▶ _Written instruction_: Can you write out all of the material below, word for word?

BEGIN Extracted data

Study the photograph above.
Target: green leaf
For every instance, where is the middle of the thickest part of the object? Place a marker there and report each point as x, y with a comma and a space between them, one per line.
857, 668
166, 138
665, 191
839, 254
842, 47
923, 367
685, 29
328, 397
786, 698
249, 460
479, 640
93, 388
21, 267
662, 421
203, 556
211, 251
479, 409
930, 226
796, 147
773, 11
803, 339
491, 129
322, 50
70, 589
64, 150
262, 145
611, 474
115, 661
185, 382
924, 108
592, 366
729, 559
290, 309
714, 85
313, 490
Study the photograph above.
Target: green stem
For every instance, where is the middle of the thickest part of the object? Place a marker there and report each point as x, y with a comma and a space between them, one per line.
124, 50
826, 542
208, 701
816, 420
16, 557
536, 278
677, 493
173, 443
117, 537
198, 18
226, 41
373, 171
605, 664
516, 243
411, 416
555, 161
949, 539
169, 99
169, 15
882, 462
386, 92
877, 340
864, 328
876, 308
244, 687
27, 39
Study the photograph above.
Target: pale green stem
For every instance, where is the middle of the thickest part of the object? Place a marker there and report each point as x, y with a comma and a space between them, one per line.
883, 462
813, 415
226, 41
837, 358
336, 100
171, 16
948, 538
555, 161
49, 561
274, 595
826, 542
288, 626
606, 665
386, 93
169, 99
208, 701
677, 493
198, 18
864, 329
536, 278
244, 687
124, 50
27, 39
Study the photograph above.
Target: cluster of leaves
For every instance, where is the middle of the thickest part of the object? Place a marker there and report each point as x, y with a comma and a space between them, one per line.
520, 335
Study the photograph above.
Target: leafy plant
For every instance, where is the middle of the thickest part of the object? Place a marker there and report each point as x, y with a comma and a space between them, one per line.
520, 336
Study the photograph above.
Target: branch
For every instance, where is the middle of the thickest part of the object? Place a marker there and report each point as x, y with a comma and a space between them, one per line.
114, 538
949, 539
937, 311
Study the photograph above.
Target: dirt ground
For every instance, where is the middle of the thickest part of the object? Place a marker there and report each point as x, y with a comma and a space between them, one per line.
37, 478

END Extracted data

▶ _Reply to the exercise_:
Study the photograph above.
Target: green leaf
For every instance, where is the middle of the thickest part of the object? Place a marker there and report each point as x, y with a comma and a space between them, one per line.
857, 668
166, 138
665, 191
839, 254
842, 47
923, 367
685, 29
328, 397
786, 698
249, 460
479, 640
93, 388
21, 267
662, 421
203, 556
211, 251
479, 409
930, 226
796, 147
773, 11
803, 339
491, 129
322, 50
70, 589
64, 150
262, 145
611, 474
115, 661
185, 382
924, 108
592, 366
729, 559
290, 309
714, 85
313, 490
Study the photograph above.
Target: green stem
For every instance, where is the middle of the thickest part of the object? Place a marker there and report each point as x, y with a comma and a space between them, one per line.
124, 50
826, 542
208, 701
816, 420
16, 557
536, 278
677, 493
173, 443
117, 537
198, 18
226, 41
373, 171
605, 664
516, 243
411, 416
555, 161
949, 539
169, 99
169, 15
882, 462
386, 92
877, 340
864, 328
876, 308
244, 687
27, 39
Study the photograph above.
Target: pale green stem
For every instance, where is the middle of the thickest part of the object? Place a marker there and report each point as x, y with a comma and a space between them, one per line.
883, 462
813, 415
226, 41
837, 358
336, 100
171, 16
948, 538
555, 161
49, 561
274, 595
826, 542
288, 626
606, 665
386, 93
169, 99
208, 701
677, 493
198, 18
864, 329
536, 278
244, 687
124, 50
27, 39
Study the photograph above.
Target: cluster of leaves
For every instance, where is the middle of the thickest part of the object? Place a marker there and report each point as x, y with a comma and a space between them, one per line.
520, 335
Study the photograph above.
Target: leafy plant
For every instance, where is the middle of the thickest part of the object? Place a marker there and report each point as x, y with a comma and a space between them, one per line.
520, 336
Study the photograph above.
Target: branch
For every instance, where is the middle of the thickest part of the object? Place a marker there and report each point as x, y with a comma and a space between them, one per line.
114, 538
949, 539
937, 311
Study the photograph above.
Target: dirt ground
For every instance, where is the middle of the thickest part of the object? Place a marker there and report each point as x, y with a comma and a space between them, one per line.
37, 478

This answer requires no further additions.